Página —
========
Sea como fuere, la obra obtuvo la primera medalla de la Exposición Nacional de Bellas Artes, puesta en marcha por la reina Isabel II en 1856. Gisbert, de claro talante liberal, compitió en aquella ocasión con el pintor palentino, José María Casado del Alisal (1832-1886), de tendencia conservadora, con una obra titulada “Últimos momentos de Fernando IV el emplazado”, también óleo sobre lienzo, con la cual ganó la medalla de primera clase en la misma Exposición Nacional, motivo por el cual fue adquirida por el estado español, como ocurría en todas las ediciones celebradas a tal efecto. Los certámenes se prolongarían hasta 1968. Lo cierto es que, como en tantas otras ocasiones, el arte se ponía al servicio de las ideas defendidas por las diferentes facciones que se disputaban el poder político. Entonces la pelea era entre los liberales y los conservadores.
El pintor alicantino, muy comprometido con su acervo liberal, inauguraría el llamado historicismo artístico, en clara transición hacia el realismo, lo que algunos vieron como un periodo de transición hacia el realismo.
Centrándonos en la escena representada, podemos advertir numerosos detalles de relevancia. En primer término aparecen los capitanes comuneros. En el suelo yace decapitado Juan Bravo, mientras el verdugo exhibe la cabeza de Bravo al gentío agolpado y congregado, con pretensión intimidante de amenazar a un pueblo sublevado, como clara advertencia del destino a sufrir por los que contra el rey –ya emperador-, contra la leyes de su reino y sus señores, tendrían al se señalados como traidores de lesa majestad. En la zona central, aparece Juan de Padilla, de brazos cruzados, tranquilo, conocedor de su inmediata muerte, pero seguro del cumplimiento de un deber para con su pueblo. Es acompañado por un fraile que le consuela espiritualmente. Por la escalera que asciende al patíbulo está el otro líder que va a seguir la misma suerte que sus compañeros, Francisco Maldonado, también confortado espiritualmente por un fraile.
========
Material presentado —
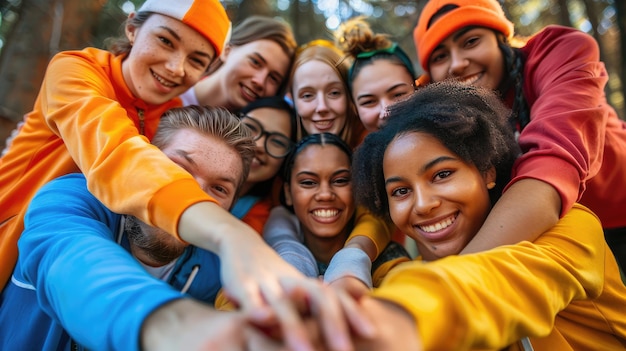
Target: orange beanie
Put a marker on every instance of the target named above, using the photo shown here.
(481, 13)
(207, 17)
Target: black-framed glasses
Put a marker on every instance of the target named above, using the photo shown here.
(276, 145)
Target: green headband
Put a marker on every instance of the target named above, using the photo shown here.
(394, 49)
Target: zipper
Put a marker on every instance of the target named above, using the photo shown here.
(142, 122)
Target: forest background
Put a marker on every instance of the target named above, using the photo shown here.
(32, 31)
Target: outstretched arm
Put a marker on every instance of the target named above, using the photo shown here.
(257, 278)
(526, 210)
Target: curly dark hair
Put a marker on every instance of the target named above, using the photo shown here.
(471, 122)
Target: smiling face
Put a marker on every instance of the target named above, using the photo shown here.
(167, 57)
(470, 55)
(217, 169)
(263, 165)
(252, 70)
(376, 86)
(320, 191)
(320, 98)
(434, 196)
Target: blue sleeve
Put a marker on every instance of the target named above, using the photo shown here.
(83, 278)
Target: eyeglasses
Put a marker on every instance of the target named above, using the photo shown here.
(276, 145)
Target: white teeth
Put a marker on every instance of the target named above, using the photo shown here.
(323, 123)
(437, 226)
(163, 81)
(249, 92)
(470, 80)
(325, 213)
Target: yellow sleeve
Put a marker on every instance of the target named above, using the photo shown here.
(372, 227)
(501, 295)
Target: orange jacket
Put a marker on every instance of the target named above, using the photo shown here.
(85, 119)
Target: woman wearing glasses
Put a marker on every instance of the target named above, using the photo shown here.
(272, 122)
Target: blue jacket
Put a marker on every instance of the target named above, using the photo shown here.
(70, 241)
========
Tareas —
**A.** Reproduce el fragmento del texto sobre la obra de Gisbert comprendido entre "Sea como fuere, la" y "y los conservadores.", ambos incluidos.
**B.** Contesta estas preguntas a partir del texto sobre la obra de Gisbert:
(i) ¿En qué año puso en marcha la reina Isabel II la Exposición Nacional de Bellas Artes?
(ii) ¿Qué capitán comunero aparece en la zona central, de brazos cruzados?
(iii) ¿Qué líder está en la escalera que asciende al patíbulo?

Soluciones —
**A.**
Sea como fuere, la obra obtuvo la primera medalla de la Exposición Nacional de Bellas Artes, puesta en marcha por la reina Isabel II en 1856. Gisbert, de claro talante liberal, compitió en aquella ocasión con el pintor palentino, José María Casado del Alisal (1832-1886), de tendencia conservadora, con una obra titulada “Últimos momentos de Fernando IV el emplazado”, también óleo sobre lienzo, con la cual ganó la medalla de primera clase en la misma Exposición Nacional, motivo por el cual fue adquirida por el estado español, como ocurría en todas las ediciones celebradas a tal efecto. Los certámenes se prolongarían hasta 1968. Lo cierto es que, como en tantas otras ocasiones, el arte se ponía al servicio de las ideas defendidas por las diferentes facciones que se disputaban el poder político. Entonces la pelea era entre los liberales y los conservadores.

**B.**
(i) En 1856.
(ii) Juan de Padilla.
(iii) Francisco Maldonado.